Saved entries

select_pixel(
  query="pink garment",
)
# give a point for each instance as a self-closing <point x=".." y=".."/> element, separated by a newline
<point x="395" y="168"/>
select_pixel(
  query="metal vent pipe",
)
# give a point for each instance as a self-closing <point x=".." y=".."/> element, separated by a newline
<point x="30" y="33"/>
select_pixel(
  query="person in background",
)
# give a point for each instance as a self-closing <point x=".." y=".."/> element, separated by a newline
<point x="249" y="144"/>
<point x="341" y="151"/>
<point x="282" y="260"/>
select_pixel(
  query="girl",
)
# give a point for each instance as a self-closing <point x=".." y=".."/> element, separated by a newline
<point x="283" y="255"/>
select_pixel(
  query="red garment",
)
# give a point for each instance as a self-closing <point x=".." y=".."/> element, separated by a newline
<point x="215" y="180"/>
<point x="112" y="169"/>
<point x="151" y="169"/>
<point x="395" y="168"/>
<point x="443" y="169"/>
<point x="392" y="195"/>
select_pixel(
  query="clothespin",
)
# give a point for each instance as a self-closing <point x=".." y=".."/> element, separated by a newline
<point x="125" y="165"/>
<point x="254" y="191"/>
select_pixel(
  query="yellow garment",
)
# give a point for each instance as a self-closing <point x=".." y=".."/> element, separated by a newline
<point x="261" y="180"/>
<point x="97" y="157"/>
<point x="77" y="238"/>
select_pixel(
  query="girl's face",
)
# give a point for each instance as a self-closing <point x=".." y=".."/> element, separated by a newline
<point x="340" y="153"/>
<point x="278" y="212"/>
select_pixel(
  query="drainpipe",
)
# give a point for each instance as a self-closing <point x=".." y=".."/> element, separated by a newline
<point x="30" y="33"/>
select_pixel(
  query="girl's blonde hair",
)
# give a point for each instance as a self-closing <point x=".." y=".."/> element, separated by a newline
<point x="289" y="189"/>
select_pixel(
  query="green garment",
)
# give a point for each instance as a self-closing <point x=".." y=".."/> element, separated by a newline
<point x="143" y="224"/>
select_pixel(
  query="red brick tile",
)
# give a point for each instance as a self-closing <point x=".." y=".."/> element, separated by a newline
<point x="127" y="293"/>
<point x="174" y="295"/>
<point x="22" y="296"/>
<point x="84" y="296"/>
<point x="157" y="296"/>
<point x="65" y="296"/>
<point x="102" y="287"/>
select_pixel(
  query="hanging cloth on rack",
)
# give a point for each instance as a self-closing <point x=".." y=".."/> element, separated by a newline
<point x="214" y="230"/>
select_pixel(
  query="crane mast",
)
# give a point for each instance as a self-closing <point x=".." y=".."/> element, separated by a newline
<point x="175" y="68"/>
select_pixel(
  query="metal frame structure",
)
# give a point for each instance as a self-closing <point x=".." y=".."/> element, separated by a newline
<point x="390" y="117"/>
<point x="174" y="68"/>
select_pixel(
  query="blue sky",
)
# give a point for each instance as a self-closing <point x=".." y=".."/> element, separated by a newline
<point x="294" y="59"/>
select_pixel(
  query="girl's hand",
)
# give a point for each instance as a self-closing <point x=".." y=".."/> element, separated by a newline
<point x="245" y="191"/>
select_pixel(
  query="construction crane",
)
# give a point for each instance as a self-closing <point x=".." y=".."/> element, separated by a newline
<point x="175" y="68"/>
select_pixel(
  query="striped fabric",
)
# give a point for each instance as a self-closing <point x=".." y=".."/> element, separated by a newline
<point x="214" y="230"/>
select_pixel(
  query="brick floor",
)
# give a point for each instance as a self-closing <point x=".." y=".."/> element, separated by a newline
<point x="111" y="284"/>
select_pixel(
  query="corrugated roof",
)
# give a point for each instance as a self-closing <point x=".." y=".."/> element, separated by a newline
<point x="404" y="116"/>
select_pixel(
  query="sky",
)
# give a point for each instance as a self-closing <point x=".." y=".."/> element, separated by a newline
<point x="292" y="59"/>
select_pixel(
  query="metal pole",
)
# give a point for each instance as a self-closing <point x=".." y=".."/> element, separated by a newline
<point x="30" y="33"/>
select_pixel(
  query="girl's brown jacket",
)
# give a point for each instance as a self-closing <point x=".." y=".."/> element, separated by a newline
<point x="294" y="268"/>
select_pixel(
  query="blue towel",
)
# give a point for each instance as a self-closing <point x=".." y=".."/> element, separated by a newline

- _Aim of the task_:
Emit the full listing verbatim.

- _Result of the task_:
select_pixel(
  query="pink garment",
)
# give a point for each instance as a self-closing <point x=".." y=".."/> element, separated by a newline
<point x="395" y="168"/>
select_pixel(
  query="metal vent pipe",
)
# give a point for each instance as a self-closing <point x=".." y=".."/> element, separated by a newline
<point x="30" y="33"/>
select_pixel(
  query="person in background",
)
# give a point for each instance as a self-closing <point x=".." y=".."/> element, separated by a newline
<point x="249" y="144"/>
<point x="341" y="151"/>
<point x="282" y="260"/>
select_pixel(
  query="girl",
)
# give a point for each instance as a self-closing <point x=".." y=".."/> element, separated by a newline
<point x="283" y="255"/>
select_pixel(
  query="red garment",
)
# give a point for each instance as a self-closing <point x=".." y=".."/> element, separated by a newline
<point x="215" y="180"/>
<point x="112" y="169"/>
<point x="151" y="169"/>
<point x="395" y="168"/>
<point x="443" y="169"/>
<point x="392" y="195"/>
select_pixel(
  query="clothespin",
)
# give a point for each instance as a self-closing <point x=".." y=".."/> element, separated by a newline
<point x="125" y="165"/>
<point x="254" y="191"/>
select_pixel(
  query="yellow garment",
)
# give a point for each instance as a self-closing <point x=".." y=".."/> element, separated by a newline
<point x="261" y="180"/>
<point x="97" y="157"/>
<point x="77" y="238"/>
select_pixel(
  query="girl's face",
)
# give a point for each instance as a self-closing <point x=".." y=".."/> element, separated by a newline
<point x="340" y="153"/>
<point x="278" y="212"/>
select_pixel(
  query="drainpipe",
)
# give a point for each instance as a self-closing <point x=".." y=".."/> element, separated by a newline
<point x="30" y="33"/>
select_pixel(
  query="girl's blonde hair",
)
# give a point for each instance as a self-closing <point x=".." y=".."/> element, separated by a newline
<point x="289" y="189"/>
select_pixel(
  query="green garment",
)
# give a point for each instance as a self-closing <point x=".." y=".."/> element, separated by a newline
<point x="143" y="224"/>
select_pixel(
  query="red brick tile",
)
# give a point for each instance as a self-closing <point x=".." y=".."/> element, separated by a newline
<point x="127" y="293"/>
<point x="174" y="295"/>
<point x="22" y="296"/>
<point x="84" y="296"/>
<point x="157" y="296"/>
<point x="65" y="296"/>
<point x="102" y="287"/>
select_pixel(
  query="hanging cloth on rack",
)
# give a point for each instance as a self-closing <point x=".." y=".."/> element, separated by a newline
<point x="214" y="230"/>
select_pixel(
  query="crane mast",
)
# give a point for each instance as a self-closing <point x=".." y=".."/> element, separated by a newline
<point x="175" y="68"/>
select_pixel(
  query="metal frame structure",
)
# give a point for each instance as a self-closing <point x=".." y=".."/> element, separated by a newline
<point x="390" y="117"/>
<point x="174" y="68"/>
select_pixel(
  query="blue sky",
)
# give a point for each instance as a self-closing <point x=".." y=".."/> element, separated by a newline
<point x="294" y="59"/>
select_pixel(
  query="girl's hand",
)
# give a point for each instance as a self-closing <point x=".." y=".."/> element, separated by a newline
<point x="245" y="191"/>
select_pixel(
  query="construction crane",
)
# give a point for each instance as a self-closing <point x=".." y=".."/> element, separated by a newline
<point x="175" y="68"/>
select_pixel(
  query="striped fabric",
)
# give a point for each instance as a self-closing <point x=".." y=".."/> element, separated by a newline
<point x="214" y="230"/>
select_pixel(
  query="brick floor",
)
# give a point for each instance as a self-closing <point x=".." y=".."/> element, separated by a newline
<point x="111" y="284"/>
select_pixel(
  query="corrugated roof",
)
# give a point for each instance as a self-closing <point x=".." y=".."/> element, separated by a newline
<point x="404" y="116"/>
select_pixel(
  query="sky",
)
# give a point for each instance as a self-closing <point x=".." y=".."/> element, separated by a newline
<point x="292" y="59"/>
select_pixel(
  query="metal pole",
)
# give a point for each instance as a self-closing <point x=".." y=".."/> element, separated by a newline
<point x="30" y="33"/>
select_pixel(
  query="girl's brown jacket",
)
# give a point for each instance as a self-closing <point x=".." y=".."/> element, separated by a newline
<point x="294" y="268"/>
select_pixel(
  query="blue towel",
)
# give a point for each instance as a self-closing <point x=".." y=".."/> element, separated by a newline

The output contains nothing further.